**Task details**
Pick out the lines below with "savanna" and list them.
---+---
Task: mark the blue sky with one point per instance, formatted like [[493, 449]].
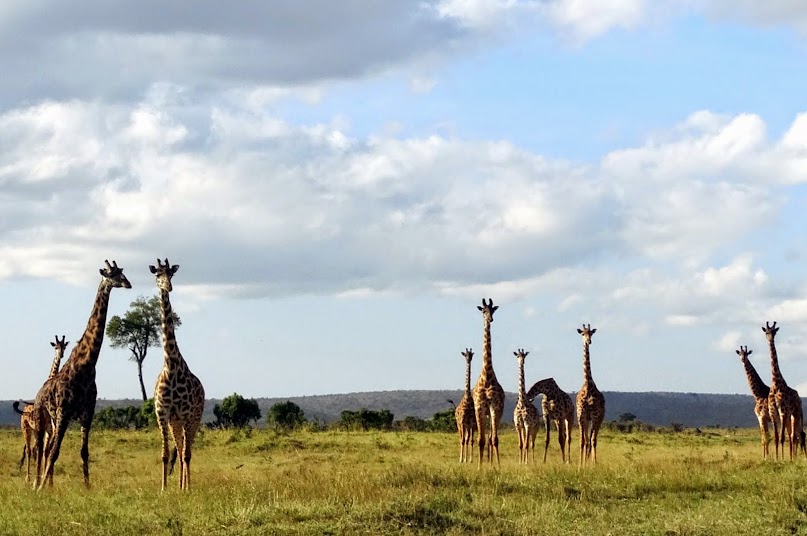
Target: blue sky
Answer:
[[341, 188]]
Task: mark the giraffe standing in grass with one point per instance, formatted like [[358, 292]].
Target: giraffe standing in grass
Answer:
[[465, 414], [28, 420], [761, 393], [558, 407], [179, 398], [525, 416], [590, 404], [784, 404], [488, 394], [71, 393]]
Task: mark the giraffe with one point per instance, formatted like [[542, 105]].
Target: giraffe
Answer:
[[590, 404], [784, 404], [558, 407], [71, 393], [28, 422], [525, 416], [465, 415], [488, 394], [179, 397], [761, 393]]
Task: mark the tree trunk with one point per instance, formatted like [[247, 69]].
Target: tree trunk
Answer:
[[140, 376]]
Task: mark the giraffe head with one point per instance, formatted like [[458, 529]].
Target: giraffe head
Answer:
[[586, 332], [487, 309], [521, 355], [468, 354], [164, 273], [744, 352], [114, 276], [60, 345], [770, 331]]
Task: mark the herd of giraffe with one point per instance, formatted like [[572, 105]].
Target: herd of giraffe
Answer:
[[779, 404], [69, 394], [487, 400]]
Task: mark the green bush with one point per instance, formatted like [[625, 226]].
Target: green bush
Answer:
[[235, 411], [285, 416]]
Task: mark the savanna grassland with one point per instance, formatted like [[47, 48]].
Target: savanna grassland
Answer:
[[409, 483]]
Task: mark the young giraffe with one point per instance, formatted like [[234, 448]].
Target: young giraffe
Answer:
[[28, 422], [71, 393], [761, 393], [488, 394], [179, 397], [525, 416], [590, 404], [465, 415], [784, 404], [558, 407]]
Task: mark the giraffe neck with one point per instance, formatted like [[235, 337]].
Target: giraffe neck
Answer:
[[85, 352], [758, 387], [57, 359], [587, 379], [171, 355], [776, 375], [468, 378], [487, 358], [522, 396]]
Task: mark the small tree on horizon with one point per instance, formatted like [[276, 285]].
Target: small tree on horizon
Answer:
[[236, 411], [285, 416], [138, 330]]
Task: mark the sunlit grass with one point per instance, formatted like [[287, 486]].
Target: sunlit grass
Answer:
[[409, 483]]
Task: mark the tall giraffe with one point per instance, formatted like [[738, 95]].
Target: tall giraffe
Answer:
[[488, 394], [179, 398], [28, 421], [465, 414], [525, 416], [558, 407], [761, 393], [590, 403], [72, 392], [784, 404]]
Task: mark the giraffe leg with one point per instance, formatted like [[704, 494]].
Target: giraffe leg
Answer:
[[481, 425], [179, 440], [85, 453], [584, 425], [59, 429], [775, 422], [494, 436], [763, 432], [190, 435], [595, 432], [164, 452]]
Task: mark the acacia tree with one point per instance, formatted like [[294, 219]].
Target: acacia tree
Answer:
[[138, 330]]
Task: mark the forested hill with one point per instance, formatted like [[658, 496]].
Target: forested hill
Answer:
[[658, 408]]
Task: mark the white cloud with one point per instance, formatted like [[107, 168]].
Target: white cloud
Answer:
[[729, 342]]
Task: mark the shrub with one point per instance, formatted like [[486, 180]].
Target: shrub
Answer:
[[236, 412], [285, 416]]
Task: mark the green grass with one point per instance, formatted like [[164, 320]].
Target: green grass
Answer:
[[409, 483]]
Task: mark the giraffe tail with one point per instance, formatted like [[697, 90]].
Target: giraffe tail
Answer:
[[16, 405]]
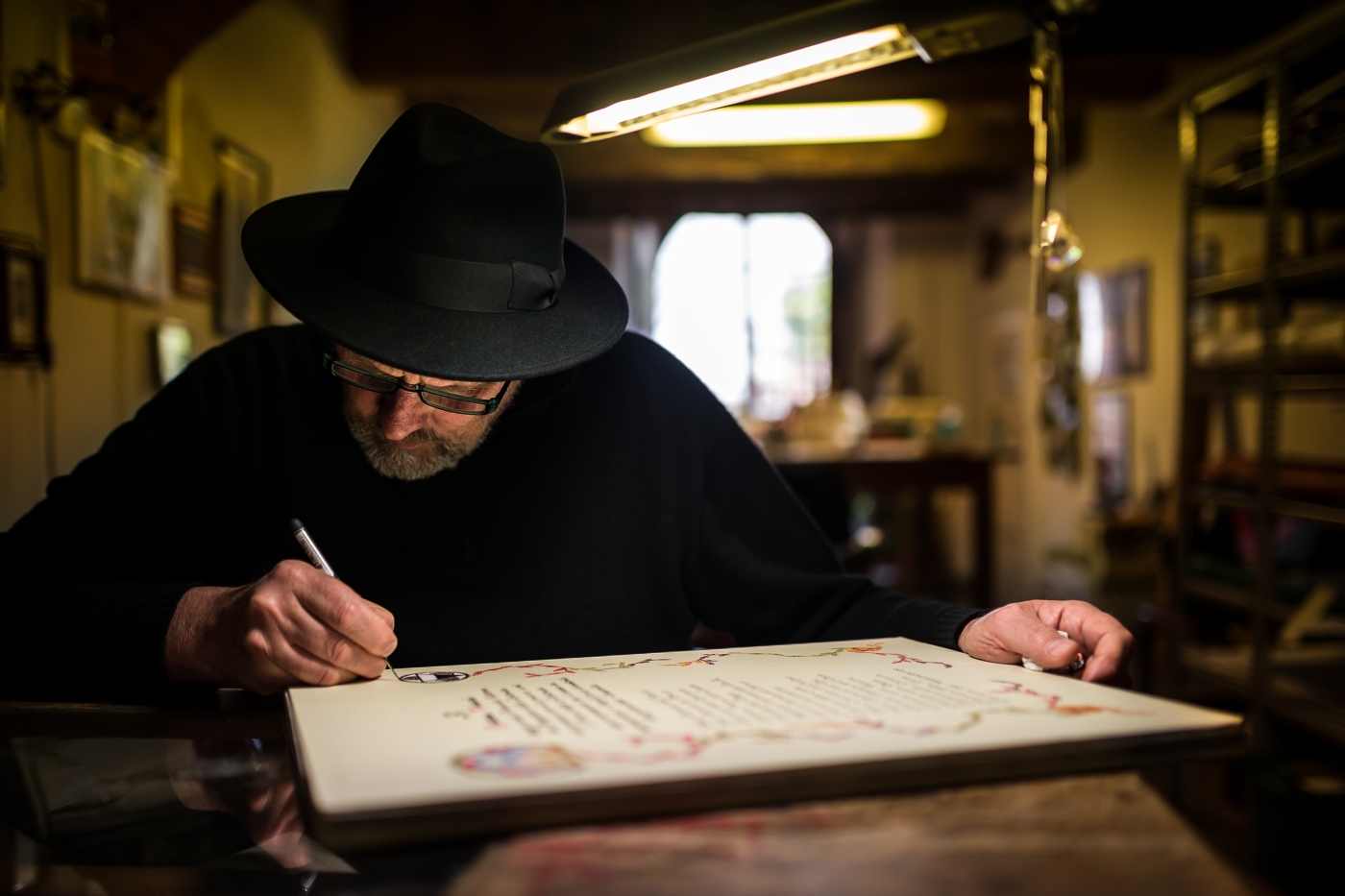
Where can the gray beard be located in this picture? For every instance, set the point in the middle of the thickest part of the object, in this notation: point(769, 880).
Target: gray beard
point(397, 463)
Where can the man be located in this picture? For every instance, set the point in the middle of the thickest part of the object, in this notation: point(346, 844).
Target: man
point(494, 469)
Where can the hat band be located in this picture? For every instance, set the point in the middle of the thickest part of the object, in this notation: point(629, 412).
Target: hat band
point(450, 282)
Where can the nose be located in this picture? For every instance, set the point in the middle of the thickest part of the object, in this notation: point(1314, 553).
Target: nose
point(401, 413)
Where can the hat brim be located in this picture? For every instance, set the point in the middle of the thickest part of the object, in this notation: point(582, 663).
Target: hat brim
point(286, 247)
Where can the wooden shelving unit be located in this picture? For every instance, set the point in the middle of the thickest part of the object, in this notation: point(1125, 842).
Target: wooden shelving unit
point(1301, 174)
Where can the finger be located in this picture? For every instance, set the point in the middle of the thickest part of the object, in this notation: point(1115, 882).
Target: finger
point(1107, 643)
point(336, 604)
point(305, 631)
point(1109, 658)
point(300, 667)
point(1041, 643)
point(382, 614)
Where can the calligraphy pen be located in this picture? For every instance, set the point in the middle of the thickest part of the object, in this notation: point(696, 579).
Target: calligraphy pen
point(315, 556)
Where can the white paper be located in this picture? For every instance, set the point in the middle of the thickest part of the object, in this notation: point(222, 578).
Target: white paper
point(572, 724)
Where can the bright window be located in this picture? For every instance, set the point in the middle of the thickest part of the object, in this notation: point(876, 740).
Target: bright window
point(746, 303)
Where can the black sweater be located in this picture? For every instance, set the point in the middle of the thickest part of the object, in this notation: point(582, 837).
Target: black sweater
point(611, 507)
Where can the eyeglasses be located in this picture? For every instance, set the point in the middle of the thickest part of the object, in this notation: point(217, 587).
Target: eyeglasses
point(436, 399)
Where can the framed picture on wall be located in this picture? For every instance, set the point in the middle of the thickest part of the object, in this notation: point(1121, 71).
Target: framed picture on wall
point(23, 302)
point(1112, 448)
point(171, 348)
point(194, 252)
point(1113, 323)
point(121, 220)
point(244, 187)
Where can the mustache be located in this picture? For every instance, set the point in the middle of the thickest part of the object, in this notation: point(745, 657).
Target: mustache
point(420, 436)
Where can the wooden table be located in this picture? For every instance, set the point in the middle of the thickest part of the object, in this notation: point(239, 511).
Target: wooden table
point(871, 467)
point(1093, 835)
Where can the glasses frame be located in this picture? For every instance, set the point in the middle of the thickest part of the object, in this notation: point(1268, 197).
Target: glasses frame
point(488, 405)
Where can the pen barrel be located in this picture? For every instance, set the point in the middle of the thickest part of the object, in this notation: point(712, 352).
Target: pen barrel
point(313, 554)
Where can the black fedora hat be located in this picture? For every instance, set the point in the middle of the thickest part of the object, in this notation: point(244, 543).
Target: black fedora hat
point(447, 257)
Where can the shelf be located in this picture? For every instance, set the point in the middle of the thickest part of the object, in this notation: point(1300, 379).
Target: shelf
point(1213, 381)
point(1234, 499)
point(1244, 188)
point(1314, 365)
point(1230, 596)
point(1288, 694)
point(1320, 276)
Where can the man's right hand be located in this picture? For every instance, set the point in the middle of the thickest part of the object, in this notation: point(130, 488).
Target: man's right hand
point(296, 626)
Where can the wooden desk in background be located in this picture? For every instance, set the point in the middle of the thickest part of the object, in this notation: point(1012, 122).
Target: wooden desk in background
point(1096, 835)
point(887, 470)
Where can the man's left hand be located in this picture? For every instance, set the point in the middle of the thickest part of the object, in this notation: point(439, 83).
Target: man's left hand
point(1032, 628)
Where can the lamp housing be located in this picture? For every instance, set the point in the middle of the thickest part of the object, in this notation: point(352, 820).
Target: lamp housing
point(810, 46)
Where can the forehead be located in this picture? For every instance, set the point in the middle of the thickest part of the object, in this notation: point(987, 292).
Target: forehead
point(353, 356)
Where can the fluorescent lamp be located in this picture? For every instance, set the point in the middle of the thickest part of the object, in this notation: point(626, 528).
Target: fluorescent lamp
point(780, 124)
point(810, 46)
point(822, 61)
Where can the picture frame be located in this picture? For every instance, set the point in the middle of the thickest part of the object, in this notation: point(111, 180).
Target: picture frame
point(121, 227)
point(195, 254)
point(1113, 323)
point(244, 187)
point(1112, 448)
point(171, 346)
point(23, 302)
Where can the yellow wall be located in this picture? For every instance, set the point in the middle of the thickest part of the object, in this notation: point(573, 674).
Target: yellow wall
point(1125, 202)
point(271, 81)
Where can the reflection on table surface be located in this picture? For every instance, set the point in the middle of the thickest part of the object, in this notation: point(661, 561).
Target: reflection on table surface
point(105, 801)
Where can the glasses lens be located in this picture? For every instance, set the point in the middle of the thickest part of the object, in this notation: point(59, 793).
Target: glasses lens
point(459, 405)
point(362, 379)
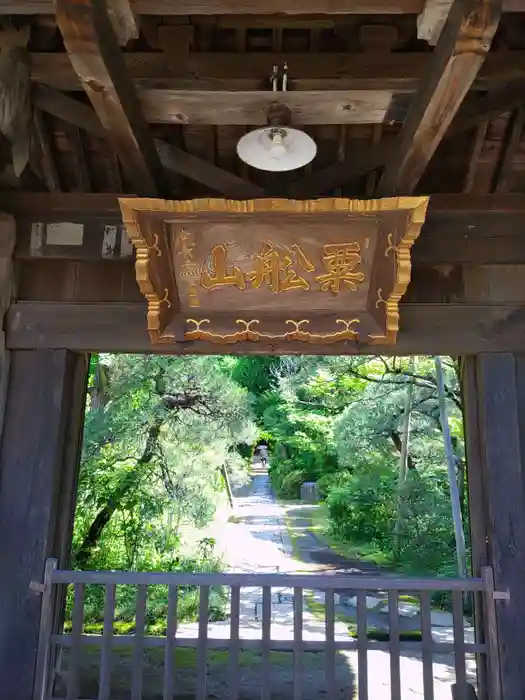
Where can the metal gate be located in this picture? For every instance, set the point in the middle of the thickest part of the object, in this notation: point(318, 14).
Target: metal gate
point(316, 622)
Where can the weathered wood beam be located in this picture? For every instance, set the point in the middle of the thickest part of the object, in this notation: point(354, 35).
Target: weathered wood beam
point(431, 20)
point(39, 467)
point(502, 179)
point(7, 286)
point(49, 204)
point(94, 51)
point(477, 147)
point(251, 7)
point(242, 7)
point(173, 159)
point(49, 170)
point(395, 72)
point(124, 21)
point(495, 398)
point(472, 230)
point(459, 54)
point(470, 116)
point(251, 108)
point(453, 329)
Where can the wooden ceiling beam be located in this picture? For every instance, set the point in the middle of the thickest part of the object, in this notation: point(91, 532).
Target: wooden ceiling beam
point(307, 107)
point(251, 7)
point(173, 159)
point(397, 72)
point(448, 329)
point(459, 54)
point(473, 114)
point(93, 48)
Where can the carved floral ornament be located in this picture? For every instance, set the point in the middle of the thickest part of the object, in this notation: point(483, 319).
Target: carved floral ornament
point(281, 273)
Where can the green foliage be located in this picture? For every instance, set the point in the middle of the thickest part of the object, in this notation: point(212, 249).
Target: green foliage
point(157, 432)
point(338, 421)
point(362, 504)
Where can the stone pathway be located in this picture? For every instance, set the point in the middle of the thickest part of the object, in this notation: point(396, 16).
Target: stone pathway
point(258, 542)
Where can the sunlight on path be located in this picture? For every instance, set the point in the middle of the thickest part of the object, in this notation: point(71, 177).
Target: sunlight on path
point(258, 542)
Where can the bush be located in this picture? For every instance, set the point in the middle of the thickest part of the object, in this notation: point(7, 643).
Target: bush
point(361, 507)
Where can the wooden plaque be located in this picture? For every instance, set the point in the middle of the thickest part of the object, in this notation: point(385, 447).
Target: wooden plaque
point(322, 271)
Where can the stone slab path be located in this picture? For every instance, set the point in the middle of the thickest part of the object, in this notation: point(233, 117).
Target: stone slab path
point(258, 541)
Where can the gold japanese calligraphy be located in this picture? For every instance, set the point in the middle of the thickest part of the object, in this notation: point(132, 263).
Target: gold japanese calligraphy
point(219, 275)
point(340, 261)
point(280, 269)
point(274, 271)
point(189, 269)
point(277, 271)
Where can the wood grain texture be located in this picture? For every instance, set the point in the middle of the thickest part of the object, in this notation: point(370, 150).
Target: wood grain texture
point(460, 52)
point(472, 114)
point(397, 72)
point(93, 48)
point(250, 7)
point(240, 7)
point(166, 287)
point(174, 159)
point(7, 285)
point(453, 329)
point(33, 471)
point(500, 394)
point(251, 108)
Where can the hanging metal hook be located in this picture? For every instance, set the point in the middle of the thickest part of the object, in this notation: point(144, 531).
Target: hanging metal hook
point(274, 78)
point(285, 77)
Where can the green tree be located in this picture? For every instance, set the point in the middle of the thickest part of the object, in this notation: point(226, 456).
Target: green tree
point(158, 432)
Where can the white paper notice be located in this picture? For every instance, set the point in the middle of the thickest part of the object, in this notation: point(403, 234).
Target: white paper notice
point(65, 233)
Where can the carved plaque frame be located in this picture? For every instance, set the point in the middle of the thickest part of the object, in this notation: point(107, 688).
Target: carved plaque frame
point(320, 271)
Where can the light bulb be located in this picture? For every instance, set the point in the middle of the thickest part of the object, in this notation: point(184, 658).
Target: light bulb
point(277, 149)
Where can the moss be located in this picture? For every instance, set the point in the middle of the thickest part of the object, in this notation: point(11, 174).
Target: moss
point(320, 526)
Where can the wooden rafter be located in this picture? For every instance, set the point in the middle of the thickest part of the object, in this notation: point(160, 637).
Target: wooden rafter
point(396, 72)
point(471, 116)
point(512, 142)
point(459, 54)
point(173, 159)
point(94, 51)
point(251, 7)
point(123, 19)
point(48, 167)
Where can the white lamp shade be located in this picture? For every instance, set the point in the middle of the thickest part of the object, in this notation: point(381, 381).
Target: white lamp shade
point(276, 148)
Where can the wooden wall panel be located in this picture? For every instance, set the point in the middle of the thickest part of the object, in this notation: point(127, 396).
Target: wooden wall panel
point(496, 462)
point(38, 463)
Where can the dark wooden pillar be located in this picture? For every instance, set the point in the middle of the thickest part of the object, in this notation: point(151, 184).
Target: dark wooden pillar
point(494, 385)
point(38, 468)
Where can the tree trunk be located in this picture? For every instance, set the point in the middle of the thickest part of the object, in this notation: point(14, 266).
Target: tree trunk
point(403, 462)
point(102, 518)
point(459, 534)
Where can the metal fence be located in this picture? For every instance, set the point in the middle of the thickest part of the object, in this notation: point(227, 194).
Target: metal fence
point(311, 596)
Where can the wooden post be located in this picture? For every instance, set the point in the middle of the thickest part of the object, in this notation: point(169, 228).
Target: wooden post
point(7, 244)
point(494, 385)
point(38, 466)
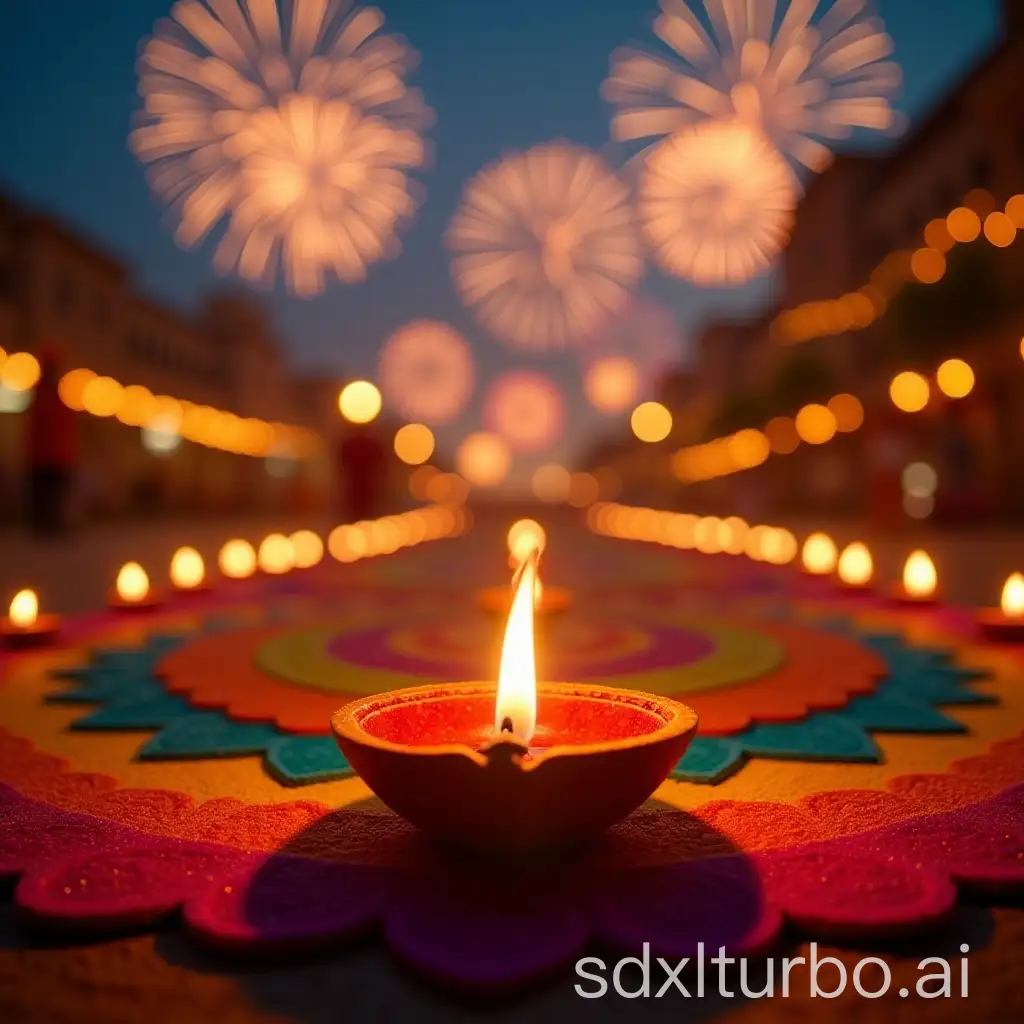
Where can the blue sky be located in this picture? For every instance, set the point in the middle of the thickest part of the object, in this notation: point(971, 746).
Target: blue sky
point(501, 77)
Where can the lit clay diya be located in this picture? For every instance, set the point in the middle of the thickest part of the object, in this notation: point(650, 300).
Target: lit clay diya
point(529, 768)
point(920, 584)
point(25, 627)
point(1006, 624)
point(132, 592)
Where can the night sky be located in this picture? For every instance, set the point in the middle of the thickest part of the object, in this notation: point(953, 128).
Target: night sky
point(501, 76)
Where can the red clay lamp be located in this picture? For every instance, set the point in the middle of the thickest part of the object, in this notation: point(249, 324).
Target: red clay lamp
point(529, 767)
point(24, 627)
point(1006, 624)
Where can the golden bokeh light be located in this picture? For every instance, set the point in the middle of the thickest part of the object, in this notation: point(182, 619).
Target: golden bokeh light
point(920, 578)
point(955, 379)
point(483, 459)
point(855, 565)
point(275, 556)
point(611, 384)
point(187, 570)
point(24, 609)
point(132, 584)
point(1012, 598)
point(909, 391)
point(19, 372)
point(651, 422)
point(414, 443)
point(308, 549)
point(237, 559)
point(819, 554)
point(359, 401)
point(816, 424)
point(964, 224)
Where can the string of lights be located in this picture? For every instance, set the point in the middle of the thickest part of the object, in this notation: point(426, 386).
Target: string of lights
point(135, 406)
point(977, 216)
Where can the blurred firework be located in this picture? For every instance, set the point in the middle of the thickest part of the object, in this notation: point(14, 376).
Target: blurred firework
point(716, 203)
point(546, 246)
point(483, 460)
point(525, 409)
point(426, 372)
point(293, 121)
point(804, 82)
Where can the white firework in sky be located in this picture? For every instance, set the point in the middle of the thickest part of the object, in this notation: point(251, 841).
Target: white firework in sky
point(716, 203)
point(805, 81)
point(293, 122)
point(546, 246)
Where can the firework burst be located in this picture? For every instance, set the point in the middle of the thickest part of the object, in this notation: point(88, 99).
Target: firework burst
point(716, 203)
point(291, 122)
point(426, 372)
point(804, 82)
point(546, 246)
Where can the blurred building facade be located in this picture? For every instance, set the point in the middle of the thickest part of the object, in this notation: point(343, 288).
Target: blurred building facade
point(969, 148)
point(59, 294)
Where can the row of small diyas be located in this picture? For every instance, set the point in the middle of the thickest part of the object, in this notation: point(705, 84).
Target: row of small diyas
point(276, 555)
point(853, 566)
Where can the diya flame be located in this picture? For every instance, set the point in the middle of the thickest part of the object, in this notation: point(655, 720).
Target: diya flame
point(515, 708)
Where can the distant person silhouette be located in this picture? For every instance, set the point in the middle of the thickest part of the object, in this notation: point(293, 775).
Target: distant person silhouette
point(52, 452)
point(363, 466)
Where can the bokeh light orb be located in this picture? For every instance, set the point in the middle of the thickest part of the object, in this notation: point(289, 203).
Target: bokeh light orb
point(132, 584)
point(276, 555)
point(546, 246)
point(819, 554)
point(855, 564)
point(611, 384)
point(359, 401)
point(414, 443)
point(307, 548)
point(525, 409)
point(19, 372)
point(816, 424)
point(717, 204)
point(483, 459)
point(551, 483)
point(237, 559)
point(909, 391)
point(955, 379)
point(524, 537)
point(651, 422)
point(426, 372)
point(187, 569)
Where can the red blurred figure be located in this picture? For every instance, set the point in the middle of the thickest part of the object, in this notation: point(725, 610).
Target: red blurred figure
point(363, 467)
point(52, 452)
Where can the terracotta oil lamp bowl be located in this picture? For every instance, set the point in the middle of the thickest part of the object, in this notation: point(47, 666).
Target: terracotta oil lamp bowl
point(525, 769)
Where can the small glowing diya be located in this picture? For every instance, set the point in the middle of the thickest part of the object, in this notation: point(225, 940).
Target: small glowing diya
point(132, 591)
point(531, 767)
point(855, 568)
point(1006, 624)
point(188, 571)
point(25, 627)
point(920, 584)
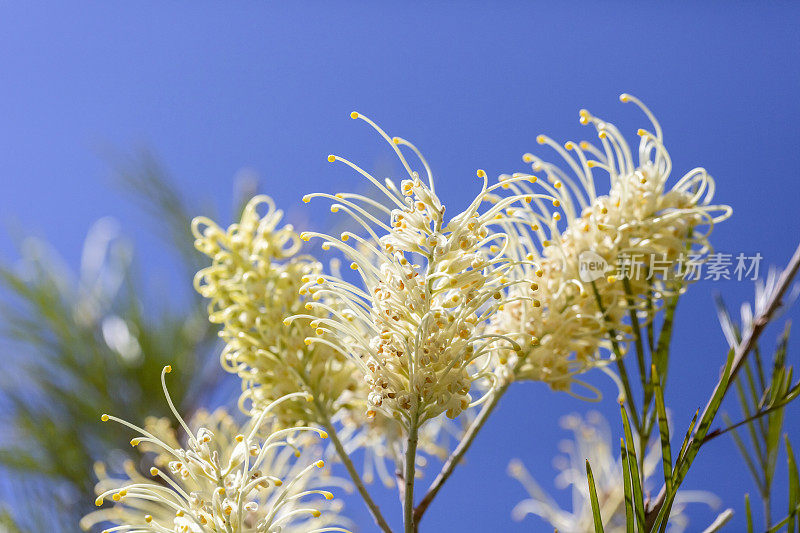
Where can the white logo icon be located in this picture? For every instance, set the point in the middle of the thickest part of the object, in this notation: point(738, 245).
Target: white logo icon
point(591, 266)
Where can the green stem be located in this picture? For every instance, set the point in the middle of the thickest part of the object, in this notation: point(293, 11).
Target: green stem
point(455, 457)
point(411, 459)
point(351, 469)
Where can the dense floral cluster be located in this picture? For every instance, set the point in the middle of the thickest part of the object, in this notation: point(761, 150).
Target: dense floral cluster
point(437, 315)
point(414, 324)
point(253, 285)
point(639, 219)
point(224, 478)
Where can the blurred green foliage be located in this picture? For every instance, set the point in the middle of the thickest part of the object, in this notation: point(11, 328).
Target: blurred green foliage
point(77, 344)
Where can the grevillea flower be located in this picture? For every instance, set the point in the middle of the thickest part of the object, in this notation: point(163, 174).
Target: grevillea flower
point(652, 228)
point(221, 480)
point(253, 286)
point(592, 442)
point(427, 285)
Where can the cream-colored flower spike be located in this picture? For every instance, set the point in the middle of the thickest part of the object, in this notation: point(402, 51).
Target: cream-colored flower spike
point(650, 227)
point(414, 323)
point(253, 286)
point(221, 481)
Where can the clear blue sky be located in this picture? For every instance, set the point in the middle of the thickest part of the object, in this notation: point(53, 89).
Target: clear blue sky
---+---
**Response below**
Task: mark the savanna grassland with one point per instance, formatted like [[47, 48]].
Target: savanna grassland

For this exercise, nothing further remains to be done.